So, I guess we could ask, "What's new?"

Tony Karrer said...

What's new?

Well, just as Gopher/the web killed the search you describe ...

Access to people / expertise radically changes the equation for the test. You could get away with it when someone just had ability to search Google. It's a bit like the change you describe, but it's a new change.

But, it's not as clear that everyone is adapting to this change. Heck, it's not clear that we've all become proficient with the prior set of changes.

Blogger In Middle-earth said...

Kia ora Tony!

A good conversation going here.

I'm not a great believer in the computer or the mobile, or even the volumed abstracts to encylopedic knowledge being the essentials to finding what's wanted. I'm equally unsure that learning (all) the skills to use these seemingly sealed fonts of knowledge helps either.

For the learner - and I think that's who we're referring to - there has to be an array of things in order to 'find anything'.
-=-=-=-=-
Problems to work on -
**1)** Reproduce the stretch of the blog discussion about finding information from "I'm not a great" through "knowledge helps either.".
**2)** Continue the blog discussion about finding information from the point where it stops.
-=-=-=-=-
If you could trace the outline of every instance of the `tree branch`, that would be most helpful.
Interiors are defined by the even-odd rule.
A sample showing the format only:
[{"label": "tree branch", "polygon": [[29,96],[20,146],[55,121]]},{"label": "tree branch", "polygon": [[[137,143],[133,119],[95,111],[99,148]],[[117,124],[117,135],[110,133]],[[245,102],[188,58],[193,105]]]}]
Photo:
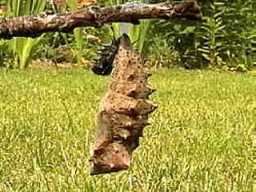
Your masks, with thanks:
[{"label": "tree branch", "polygon": [[129,2],[120,6],[91,6],[74,13],[22,16],[0,20],[0,38],[38,37],[45,32],[69,32],[79,26],[101,27],[105,23],[131,22],[139,19],[181,18],[201,19],[200,6],[194,1],[179,4]]}]

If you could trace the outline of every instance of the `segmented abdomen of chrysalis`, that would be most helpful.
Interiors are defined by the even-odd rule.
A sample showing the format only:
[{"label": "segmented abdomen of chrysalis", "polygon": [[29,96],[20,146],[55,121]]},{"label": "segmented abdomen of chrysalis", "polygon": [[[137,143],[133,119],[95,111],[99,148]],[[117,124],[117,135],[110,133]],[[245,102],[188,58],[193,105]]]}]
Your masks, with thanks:
[{"label": "segmented abdomen of chrysalis", "polygon": [[127,170],[133,151],[148,117],[157,106],[149,96],[154,91],[147,84],[150,74],[132,47],[129,37],[118,39],[109,90],[101,101],[91,174]]}]

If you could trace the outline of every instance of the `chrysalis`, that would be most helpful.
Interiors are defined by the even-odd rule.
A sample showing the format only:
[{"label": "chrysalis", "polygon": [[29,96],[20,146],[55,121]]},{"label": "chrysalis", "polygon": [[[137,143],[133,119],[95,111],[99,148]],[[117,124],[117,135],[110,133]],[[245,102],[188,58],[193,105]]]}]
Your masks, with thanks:
[{"label": "chrysalis", "polygon": [[108,92],[100,103],[96,143],[90,158],[90,174],[127,170],[133,151],[139,145],[148,116],[157,106],[149,100],[154,91],[147,85],[150,76],[144,62],[123,34],[117,42]]}]

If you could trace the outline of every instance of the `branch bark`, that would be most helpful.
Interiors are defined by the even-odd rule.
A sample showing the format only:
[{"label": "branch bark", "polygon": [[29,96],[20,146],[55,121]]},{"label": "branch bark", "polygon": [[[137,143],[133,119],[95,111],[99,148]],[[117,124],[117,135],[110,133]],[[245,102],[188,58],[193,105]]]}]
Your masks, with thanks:
[{"label": "branch bark", "polygon": [[129,2],[120,6],[101,7],[91,6],[74,13],[7,18],[0,20],[0,38],[38,37],[46,32],[69,32],[79,26],[101,27],[106,23],[130,22],[139,19],[174,18],[201,19],[200,6],[194,1],[179,4],[163,2],[147,4]]}]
-=-=-=-=-
Expected answers -
**1)**
I'm not a great believer in the computer or the mobile, or even the volumed abstracts to encylopedic knowledge being the essentials to finding what's wanted. I'm equally unsure that learning (all) the skills to use these seemingly sealed fonts of knowledge helps either.

**2)**
1 an educational grounding (erudition call it what the heck you like),

2 knowledge and experience of how things are,

3 talent - it could be initiative, intelligence (woops, some people don't like that term),

4 curiosity - a desire to find it.

Many educators have used the quote, " education is knowing what to do when you don't know what to do."

This might look like a list to solve the question. It isn't. But what it means to me is that knowing where to find anything is anything but easy to explain how to. Not everyone possesses it.

And I don't believe everyone can, for some of it is that extra (number 5) that is possessed by the innovators, creators and inventors, entrepreneurs - they're all in that group.

Ka kite
from Middle-earth

Anonymous said...

This has really got me thinking - how can educators adapt to this? In many cases, their students know more than they do about web 2.0 and how to use it to "find anything". But then, what about the students that are still in the dark? How can we reach them and bring them up-to-speed?

First, we need policy makers and teachers to get on board with realizing that content knowledge is not the ultimate goal. I'm going to borrow from my friend Michael Staton in saying that what we should be focusing on is procedural knowledge.

http://www.edumorphology.com/?p=15

He makes the point that procedural knowledge has, thus far, been a side effect of schooling. We can't just sit back and give thanks for this coincidence, we need to design curriculum so that this is *the* goal.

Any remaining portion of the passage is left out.